[Task requirements]
Format every one of the items below as a numbered list, skipping any blank lines. Leave the pictures out of your answer.

[Task data Boundary: Start]

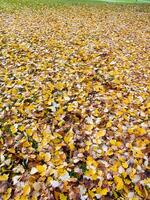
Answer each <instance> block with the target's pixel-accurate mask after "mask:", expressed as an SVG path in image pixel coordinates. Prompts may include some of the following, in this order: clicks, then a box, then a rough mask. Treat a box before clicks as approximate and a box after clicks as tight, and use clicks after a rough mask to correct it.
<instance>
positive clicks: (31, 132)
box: [26, 128, 33, 136]
mask: <svg viewBox="0 0 150 200" xmlns="http://www.w3.org/2000/svg"><path fill="white" fill-rule="evenodd" d="M26 133H27V135H29V136H32V134H33V131H32V129H31V128H28V129H27V130H26Z"/></svg>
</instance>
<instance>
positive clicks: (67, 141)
mask: <svg viewBox="0 0 150 200" xmlns="http://www.w3.org/2000/svg"><path fill="white" fill-rule="evenodd" d="M72 140H73V131H72V129H70V130H69V131H68V133H67V134H66V135H65V137H64V141H65V142H66V143H67V144H69V143H70V142H71V141H72Z"/></svg>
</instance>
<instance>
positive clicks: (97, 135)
mask: <svg viewBox="0 0 150 200" xmlns="http://www.w3.org/2000/svg"><path fill="white" fill-rule="evenodd" d="M105 134H106V131H105V130H103V129H101V130H100V131H99V132H98V133H97V134H96V138H97V139H98V138H99V137H103V136H104V135H105Z"/></svg>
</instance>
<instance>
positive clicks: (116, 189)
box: [114, 176, 124, 191]
mask: <svg viewBox="0 0 150 200" xmlns="http://www.w3.org/2000/svg"><path fill="white" fill-rule="evenodd" d="M114 181H115V183H116V190H117V191H118V190H122V189H123V186H124V184H123V181H122V178H120V177H119V176H114Z"/></svg>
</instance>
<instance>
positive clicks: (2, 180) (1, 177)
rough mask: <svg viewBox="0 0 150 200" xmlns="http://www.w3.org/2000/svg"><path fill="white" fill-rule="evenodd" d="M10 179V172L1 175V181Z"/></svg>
mask: <svg viewBox="0 0 150 200" xmlns="http://www.w3.org/2000/svg"><path fill="white" fill-rule="evenodd" d="M7 180H8V174H4V175H1V176H0V181H7Z"/></svg>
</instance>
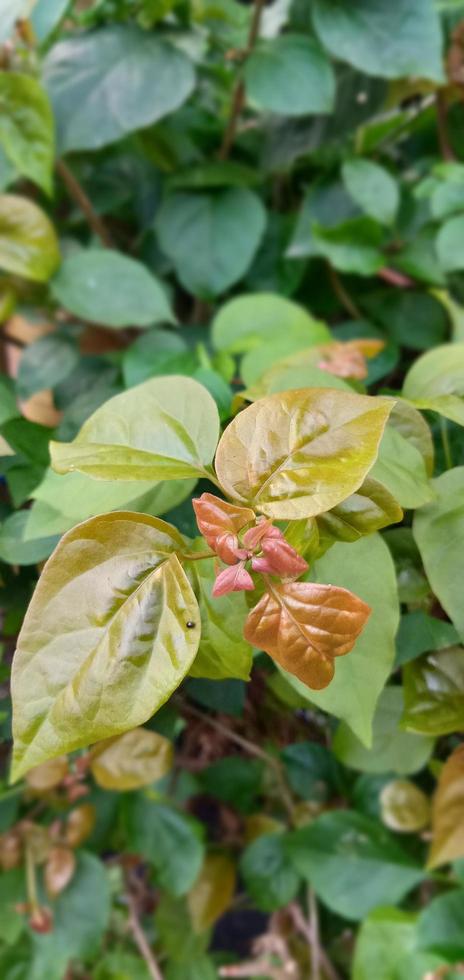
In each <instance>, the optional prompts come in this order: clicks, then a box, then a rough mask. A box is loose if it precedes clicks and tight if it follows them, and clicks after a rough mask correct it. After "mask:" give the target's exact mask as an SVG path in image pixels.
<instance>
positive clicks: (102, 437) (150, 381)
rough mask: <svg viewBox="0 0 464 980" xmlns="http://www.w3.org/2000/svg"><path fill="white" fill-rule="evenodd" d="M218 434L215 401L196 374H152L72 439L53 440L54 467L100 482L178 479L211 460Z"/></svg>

[Task data Boundary: End]

[Solution to the problem]
1. Answer each <instance> block with the target's pixel-accurate mask after "mask:", expressed as an SVG path in image pixel coordinates. Prompts may include some of the following, in this order: clicks, then a box, then a rough mask. Treat a box before clicks as approximate and a box after clicks as tight, and use clicks after a rough mask to correct it.
2. <instance>
3. positive clicks: (31, 132)
4. box: [26, 128, 33, 136]
5. mask: <svg viewBox="0 0 150 200" xmlns="http://www.w3.org/2000/svg"><path fill="white" fill-rule="evenodd" d="M26 133H27V135H29V136H32V134H33V131H32V129H31V128H28V129H27V130H26Z"/></svg>
6. </instance>
7. <instance>
8. positive clicks: (67, 141)
9. mask: <svg viewBox="0 0 150 200" xmlns="http://www.w3.org/2000/svg"><path fill="white" fill-rule="evenodd" d="M72 140H73V131H72V129H70V130H69V131H68V133H67V134H66V135H65V137H64V141H65V142H66V143H67V144H69V143H70V142H71V141H72Z"/></svg>
10. </instance>
11. <instance>
12. positive clicks: (97, 135)
13. mask: <svg viewBox="0 0 150 200" xmlns="http://www.w3.org/2000/svg"><path fill="white" fill-rule="evenodd" d="M105 134H106V131H105V130H103V129H101V130H100V131H99V132H98V133H97V134H96V138H97V139H98V138H99V137H103V136H104V135H105Z"/></svg>
14. </instance>
15. <instance>
16. positive clicks: (116, 189)
17. box: [114, 176, 124, 191]
18. mask: <svg viewBox="0 0 150 200" xmlns="http://www.w3.org/2000/svg"><path fill="white" fill-rule="evenodd" d="M114 181H115V183H116V190H117V191H118V190H122V189H123V186H124V184H123V181H122V178H120V177H119V176H114Z"/></svg>
19. </instance>
20. <instance>
21. positive clicks: (2, 180) (1, 177)
22. rough mask: <svg viewBox="0 0 150 200" xmlns="http://www.w3.org/2000/svg"><path fill="white" fill-rule="evenodd" d="M10 179V172L1 175V181Z"/></svg>
23. mask: <svg viewBox="0 0 150 200" xmlns="http://www.w3.org/2000/svg"><path fill="white" fill-rule="evenodd" d="M7 180H8V174H4V175H1V176H0V181H7Z"/></svg>
24. </instance>
25. In each <instance>, the optional prompts come in this order: clicks, then a box, then a rough mask. A box is loose if it precedes clicks and tight if it follows them, and clicks after a rough mask correct it. After "mask:" give the target's exact mask as an SVG path in image pixels.
26. <instance>
27. positive clicks: (102, 437) (150, 381)
28. rough mask: <svg viewBox="0 0 464 980" xmlns="http://www.w3.org/2000/svg"><path fill="white" fill-rule="evenodd" d="M218 434L215 401L196 374H152L72 439L53 440L54 467L100 482L178 479L211 460Z"/></svg>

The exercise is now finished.